- [BRIEF]: How many lines in the data below contain the string "crowd"? Reply with the number alone.

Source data
= = = =

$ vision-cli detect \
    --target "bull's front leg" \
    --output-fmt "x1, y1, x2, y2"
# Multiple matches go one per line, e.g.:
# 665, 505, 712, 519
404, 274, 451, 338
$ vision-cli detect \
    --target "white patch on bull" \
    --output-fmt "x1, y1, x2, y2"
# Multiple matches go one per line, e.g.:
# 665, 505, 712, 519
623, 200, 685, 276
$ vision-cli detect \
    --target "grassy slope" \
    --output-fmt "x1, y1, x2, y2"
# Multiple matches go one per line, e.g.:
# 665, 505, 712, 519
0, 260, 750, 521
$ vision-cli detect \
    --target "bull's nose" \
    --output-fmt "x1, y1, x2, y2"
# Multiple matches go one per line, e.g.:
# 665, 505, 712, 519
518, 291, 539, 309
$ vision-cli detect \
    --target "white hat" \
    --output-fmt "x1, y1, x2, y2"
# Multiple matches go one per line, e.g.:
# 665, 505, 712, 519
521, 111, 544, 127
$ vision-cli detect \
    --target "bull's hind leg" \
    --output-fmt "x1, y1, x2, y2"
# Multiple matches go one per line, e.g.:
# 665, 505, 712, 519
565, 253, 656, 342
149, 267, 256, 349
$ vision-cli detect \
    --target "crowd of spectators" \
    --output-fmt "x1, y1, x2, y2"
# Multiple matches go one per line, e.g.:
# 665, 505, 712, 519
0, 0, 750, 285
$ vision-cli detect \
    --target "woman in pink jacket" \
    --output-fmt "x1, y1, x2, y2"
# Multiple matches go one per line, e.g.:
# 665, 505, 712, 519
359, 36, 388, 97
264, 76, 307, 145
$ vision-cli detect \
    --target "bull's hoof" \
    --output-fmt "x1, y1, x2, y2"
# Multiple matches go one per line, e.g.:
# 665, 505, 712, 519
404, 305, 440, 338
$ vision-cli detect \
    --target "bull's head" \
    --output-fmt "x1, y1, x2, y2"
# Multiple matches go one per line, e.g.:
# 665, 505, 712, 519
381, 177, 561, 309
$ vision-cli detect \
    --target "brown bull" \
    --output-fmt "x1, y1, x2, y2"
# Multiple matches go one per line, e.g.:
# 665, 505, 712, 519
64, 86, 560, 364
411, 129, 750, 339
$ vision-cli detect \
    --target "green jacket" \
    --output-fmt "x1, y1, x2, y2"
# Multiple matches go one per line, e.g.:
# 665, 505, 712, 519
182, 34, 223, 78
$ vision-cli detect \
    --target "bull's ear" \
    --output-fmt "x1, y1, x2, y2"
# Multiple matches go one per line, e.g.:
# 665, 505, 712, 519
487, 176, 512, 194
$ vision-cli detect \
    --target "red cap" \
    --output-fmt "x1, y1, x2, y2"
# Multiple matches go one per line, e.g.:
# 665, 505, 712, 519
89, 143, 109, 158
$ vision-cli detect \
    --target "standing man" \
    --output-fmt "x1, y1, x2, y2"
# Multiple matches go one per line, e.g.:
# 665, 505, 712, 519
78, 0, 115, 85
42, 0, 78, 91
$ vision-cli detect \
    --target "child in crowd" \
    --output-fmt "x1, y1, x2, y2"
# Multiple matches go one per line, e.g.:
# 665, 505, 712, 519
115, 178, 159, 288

= = = =

- [COMPLETED TASK]: 2